**DIRECTIONS FOR THIS TASK**
Copy every record exactly, leaving the pictures out.

[Natural language region descriptions]
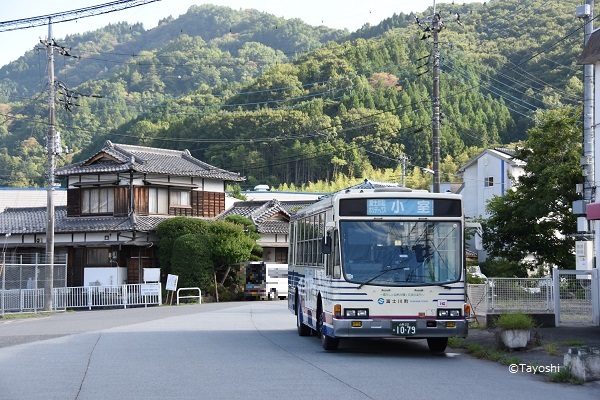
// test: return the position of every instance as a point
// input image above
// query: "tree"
(169, 231)
(536, 219)
(229, 245)
(191, 261)
(250, 231)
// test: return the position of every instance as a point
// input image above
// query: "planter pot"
(515, 338)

**RESPONSE AREA**
// test: return the position of every instance as a point
// input image above
// query: "tree"
(169, 231)
(536, 219)
(229, 245)
(191, 261)
(250, 231)
// test: return the position of every instance as a point
// input image above
// query: "planter pot"
(515, 338)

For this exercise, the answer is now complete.